_Assignment_. In the data below, which lines hold the word "distant"? Copy them.
(Beginning of The input)
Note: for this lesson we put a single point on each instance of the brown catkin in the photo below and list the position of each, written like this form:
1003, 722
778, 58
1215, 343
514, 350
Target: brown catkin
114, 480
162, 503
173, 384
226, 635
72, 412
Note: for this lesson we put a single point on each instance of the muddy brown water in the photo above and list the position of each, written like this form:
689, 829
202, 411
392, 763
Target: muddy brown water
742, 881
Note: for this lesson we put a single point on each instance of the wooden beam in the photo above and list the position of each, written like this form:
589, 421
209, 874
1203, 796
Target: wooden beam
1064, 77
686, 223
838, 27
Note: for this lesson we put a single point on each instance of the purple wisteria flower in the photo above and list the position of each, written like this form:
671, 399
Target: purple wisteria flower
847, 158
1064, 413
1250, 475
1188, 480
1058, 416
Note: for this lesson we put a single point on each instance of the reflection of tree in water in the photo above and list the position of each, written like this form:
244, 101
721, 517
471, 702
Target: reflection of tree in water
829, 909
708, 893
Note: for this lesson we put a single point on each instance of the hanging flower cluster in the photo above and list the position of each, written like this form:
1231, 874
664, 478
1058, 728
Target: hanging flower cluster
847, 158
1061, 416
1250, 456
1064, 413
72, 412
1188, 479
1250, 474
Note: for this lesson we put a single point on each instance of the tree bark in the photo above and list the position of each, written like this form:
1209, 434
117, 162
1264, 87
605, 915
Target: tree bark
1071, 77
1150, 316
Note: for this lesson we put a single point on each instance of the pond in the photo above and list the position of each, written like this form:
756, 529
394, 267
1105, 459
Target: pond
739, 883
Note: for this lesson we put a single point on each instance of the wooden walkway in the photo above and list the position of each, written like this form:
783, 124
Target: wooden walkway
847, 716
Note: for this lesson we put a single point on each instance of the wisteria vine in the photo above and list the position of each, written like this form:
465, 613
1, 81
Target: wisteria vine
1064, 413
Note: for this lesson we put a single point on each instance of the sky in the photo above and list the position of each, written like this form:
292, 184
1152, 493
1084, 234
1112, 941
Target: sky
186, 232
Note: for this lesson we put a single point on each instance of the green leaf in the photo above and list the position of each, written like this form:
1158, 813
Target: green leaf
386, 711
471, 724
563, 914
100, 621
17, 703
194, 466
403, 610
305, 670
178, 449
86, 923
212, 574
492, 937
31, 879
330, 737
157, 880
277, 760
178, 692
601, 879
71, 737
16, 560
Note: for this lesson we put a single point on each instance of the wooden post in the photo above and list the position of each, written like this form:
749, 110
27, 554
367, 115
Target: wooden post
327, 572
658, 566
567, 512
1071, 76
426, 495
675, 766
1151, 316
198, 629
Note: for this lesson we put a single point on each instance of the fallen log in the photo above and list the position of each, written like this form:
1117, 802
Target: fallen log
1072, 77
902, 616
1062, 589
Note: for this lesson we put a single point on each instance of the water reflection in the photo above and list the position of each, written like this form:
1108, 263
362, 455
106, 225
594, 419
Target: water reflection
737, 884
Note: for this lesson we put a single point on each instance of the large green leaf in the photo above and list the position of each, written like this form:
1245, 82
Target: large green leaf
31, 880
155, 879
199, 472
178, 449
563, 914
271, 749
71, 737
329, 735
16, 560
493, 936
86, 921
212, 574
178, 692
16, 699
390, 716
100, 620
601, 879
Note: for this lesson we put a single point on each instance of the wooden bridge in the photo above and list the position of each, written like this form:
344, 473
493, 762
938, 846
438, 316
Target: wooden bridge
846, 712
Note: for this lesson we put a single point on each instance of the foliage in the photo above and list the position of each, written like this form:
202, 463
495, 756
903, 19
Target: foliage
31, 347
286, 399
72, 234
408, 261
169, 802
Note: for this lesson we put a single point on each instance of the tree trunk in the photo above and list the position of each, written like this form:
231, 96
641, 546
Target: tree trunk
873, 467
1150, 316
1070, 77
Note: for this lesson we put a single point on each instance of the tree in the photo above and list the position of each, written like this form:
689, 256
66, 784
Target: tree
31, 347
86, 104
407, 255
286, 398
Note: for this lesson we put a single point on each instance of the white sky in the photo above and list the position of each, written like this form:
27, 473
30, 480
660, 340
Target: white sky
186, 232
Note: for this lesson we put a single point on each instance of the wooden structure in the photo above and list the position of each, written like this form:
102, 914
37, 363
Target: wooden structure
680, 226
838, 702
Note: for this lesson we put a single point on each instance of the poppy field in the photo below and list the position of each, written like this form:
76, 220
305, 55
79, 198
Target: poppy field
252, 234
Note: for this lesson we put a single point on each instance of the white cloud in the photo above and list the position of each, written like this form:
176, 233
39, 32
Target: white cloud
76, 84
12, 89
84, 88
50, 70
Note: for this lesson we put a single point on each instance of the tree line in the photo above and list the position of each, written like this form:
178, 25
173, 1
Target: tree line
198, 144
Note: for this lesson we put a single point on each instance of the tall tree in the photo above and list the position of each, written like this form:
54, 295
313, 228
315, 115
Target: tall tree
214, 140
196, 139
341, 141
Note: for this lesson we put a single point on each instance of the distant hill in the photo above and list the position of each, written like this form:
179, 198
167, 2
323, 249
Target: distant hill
(End of The input)
_The answer_.
Note: for this lesson we put a single point on each instance of the distant hill in the photo above and list the position of each, written like this form:
Target: distant hill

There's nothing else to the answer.